> [EXCERPTED TEXT]:
=======

How Prefabrication Is Reshaping Healthcare Construction
Healthcare CFOs and facilities leaders are navigating a difficult reality: critical projects remain necessary, but available capital continues to tighten.
Hospitals and health systems across the country are facing mounting financial pressure from rising labor costs, Medicare and Medicaid reimbursement challenges, and a backlog of infrastructure projects deferred during the COVID-19 pandemic. Expansion plans are being reevaluated, aging systems remain in service longer than intended, and capital committees are scrutinizing project ROI more closely than ever before.
In many cases, the conversation centers around what can be delayed or reduced. However, one of the most impactful opportunities often receives less attention: how projects are delivered.
The construction delivery method itself, specifically the balance between off-site fabrication and on-site installation, can have a direct and measurable impact on project cost, schedule, safety, and operational disruption. This is where prefabrication is proving to be a strategic advantage for healthcare systems working within increasingly constrained capital environments.

=======

> [Data excerpts]:
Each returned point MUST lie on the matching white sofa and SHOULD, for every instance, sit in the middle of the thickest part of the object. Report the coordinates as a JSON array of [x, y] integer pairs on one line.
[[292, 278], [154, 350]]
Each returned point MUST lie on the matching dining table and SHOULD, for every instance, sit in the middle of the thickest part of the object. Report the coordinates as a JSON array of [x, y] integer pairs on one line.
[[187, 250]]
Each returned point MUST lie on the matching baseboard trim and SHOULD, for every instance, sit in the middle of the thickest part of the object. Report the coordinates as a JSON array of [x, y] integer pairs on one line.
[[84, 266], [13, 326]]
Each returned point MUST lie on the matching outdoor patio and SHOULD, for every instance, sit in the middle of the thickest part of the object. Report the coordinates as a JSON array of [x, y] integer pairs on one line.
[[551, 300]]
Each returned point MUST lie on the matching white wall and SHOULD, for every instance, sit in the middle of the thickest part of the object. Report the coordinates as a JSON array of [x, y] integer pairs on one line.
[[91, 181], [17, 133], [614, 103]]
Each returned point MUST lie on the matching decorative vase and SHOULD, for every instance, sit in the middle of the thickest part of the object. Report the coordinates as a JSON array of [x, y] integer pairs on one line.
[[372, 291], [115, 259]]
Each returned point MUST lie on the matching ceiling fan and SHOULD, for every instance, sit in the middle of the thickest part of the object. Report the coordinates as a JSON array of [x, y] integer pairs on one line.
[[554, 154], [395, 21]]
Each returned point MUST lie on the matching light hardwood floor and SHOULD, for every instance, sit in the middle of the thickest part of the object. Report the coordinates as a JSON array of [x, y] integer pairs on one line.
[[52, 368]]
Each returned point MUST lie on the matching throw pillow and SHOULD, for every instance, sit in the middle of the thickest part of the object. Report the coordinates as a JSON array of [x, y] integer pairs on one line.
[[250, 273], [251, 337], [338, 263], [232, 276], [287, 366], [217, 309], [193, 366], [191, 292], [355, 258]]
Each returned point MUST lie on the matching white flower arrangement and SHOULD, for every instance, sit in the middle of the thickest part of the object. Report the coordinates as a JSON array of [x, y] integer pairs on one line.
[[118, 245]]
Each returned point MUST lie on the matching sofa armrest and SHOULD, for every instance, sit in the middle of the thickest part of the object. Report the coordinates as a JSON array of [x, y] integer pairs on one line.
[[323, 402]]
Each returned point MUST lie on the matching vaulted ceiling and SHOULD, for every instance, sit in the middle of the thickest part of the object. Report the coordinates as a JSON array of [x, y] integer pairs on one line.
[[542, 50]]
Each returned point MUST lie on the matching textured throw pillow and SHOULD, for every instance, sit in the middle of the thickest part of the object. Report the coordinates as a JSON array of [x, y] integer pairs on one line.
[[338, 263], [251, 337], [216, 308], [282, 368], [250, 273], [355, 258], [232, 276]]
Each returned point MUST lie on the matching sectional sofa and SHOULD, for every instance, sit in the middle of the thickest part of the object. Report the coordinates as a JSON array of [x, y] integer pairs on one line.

=======

> [PROMPT 1]:
According to the article on prefabrication in healthcare construction, what are the sources of the financial pressure on hospitals and health systems?
> [PROMPT 2]:
Carry the article on prefabrication in healthcare construction forward from its final sentence.

> [ANSWER SPACE 1]:
Rising labor costs, Medicare and Medicaid reimbursement challenges, and a backlog of infrastructure projects deferred during the COVID-19 pandemic.

> [ANSWER SPACE 2]:
The benefits are significant. Prefabrication can reduce project timelines by 20% or more, accelerating occupancy and revenue generation for new or upgraded service lines. It can also reduce on-site labor requirements by up to 40%, helping address one of the industry’s largest cost drivers. Beyond the financial benefits, fewer workers operating within active healthcare environments means reduced infection control risk, less disruption to patients and staff, and lower administrative burden for facility teams.
At A/Z Corporation, we have been investing in prefabrication and modular delivery capabilities for more than a decade. Since 2013, our Hopkinton, Rhode Island fabrication and logistics facility, including its ISO 8 clean fabrication space, has supported healthcare and life sciences clients across New England through the fabrication of utility and medical gas piping, mechanical systems, skids, and modular assemblies.
That capability becomes especially valuable in active clinical environments where schedule certainty and operational continuity are critical.
For example, when Yale New Haven Health required replacement of a cooling tower located above a primary hospital entrance and connected to critical systems, including MRI operations, our team self-performed the civil, mechanical, and electrical scope while coordinating all major lifts during off-hours. A temporary 200-ton chiller remained operational throughout construction, allowing the hospital to maintain uninterrupted patient care.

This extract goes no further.